::: EXCERPT TO READ :::

Bring cash, Exchange it at the airport as there are no ATM machines and no way to use credit cards.
Admire the artistry, color, and workmanship of the Dzongs. Only skilled artists are allowed to paint religious murals in Bhutan’s holy places.
Bring a book —or Kindle, or iPod. It takes a long time for buses to navigate the windy mountain roads, and traveling from town to town can take hours. Don’t forget to ask your bus driver if he has some CDs of local music to play on the bus, too.
Get up early and walk to school with the local children. They are always happy to chat with a curious visitor.
Pack warm clothes especially between November and March. You will experience huge changes in elevation when travelling in Bhutan, with certain valleys that might be colder than others. It’s best to be prepared!
Want to listen to music? The best radio stations for Western songs are 92, 965 and 99.9 FM. You can also enjoy the local music on other local stations in the radio.
You can haggle in most shops but don’t expect more than 10% discount. Generally speaking, prices between shops don’t differ substantially.

:::

# EXERCISE GOAL
Answer from the Bhutan travel tips above:
1. In which months is packing warm clothes especially advised?
2. What is the most discount to expect when haggling in shops?
3. Who alone may paint religious murals in Bhutan's holy places?

::: LISTED RECORDS :::

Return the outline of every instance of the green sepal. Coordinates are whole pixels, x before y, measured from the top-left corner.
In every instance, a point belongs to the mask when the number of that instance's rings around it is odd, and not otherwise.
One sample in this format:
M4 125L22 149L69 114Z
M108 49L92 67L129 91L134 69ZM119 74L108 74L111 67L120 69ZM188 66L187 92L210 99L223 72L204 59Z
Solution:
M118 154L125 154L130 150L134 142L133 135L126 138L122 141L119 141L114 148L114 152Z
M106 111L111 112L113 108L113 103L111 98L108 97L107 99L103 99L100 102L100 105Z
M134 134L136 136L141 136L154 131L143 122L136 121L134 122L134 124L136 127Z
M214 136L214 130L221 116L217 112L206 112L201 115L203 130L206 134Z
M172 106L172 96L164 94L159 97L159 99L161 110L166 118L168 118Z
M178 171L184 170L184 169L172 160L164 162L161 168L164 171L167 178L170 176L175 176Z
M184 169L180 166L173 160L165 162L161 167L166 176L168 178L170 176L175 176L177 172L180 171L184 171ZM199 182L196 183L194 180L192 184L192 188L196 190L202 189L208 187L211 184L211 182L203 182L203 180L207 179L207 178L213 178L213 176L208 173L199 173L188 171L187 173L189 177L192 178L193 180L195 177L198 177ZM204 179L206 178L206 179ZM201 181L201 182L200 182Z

:::

# TASK OUTPUT
1. Between November and March.
2. No more than 10%.
3. Only skilled artists.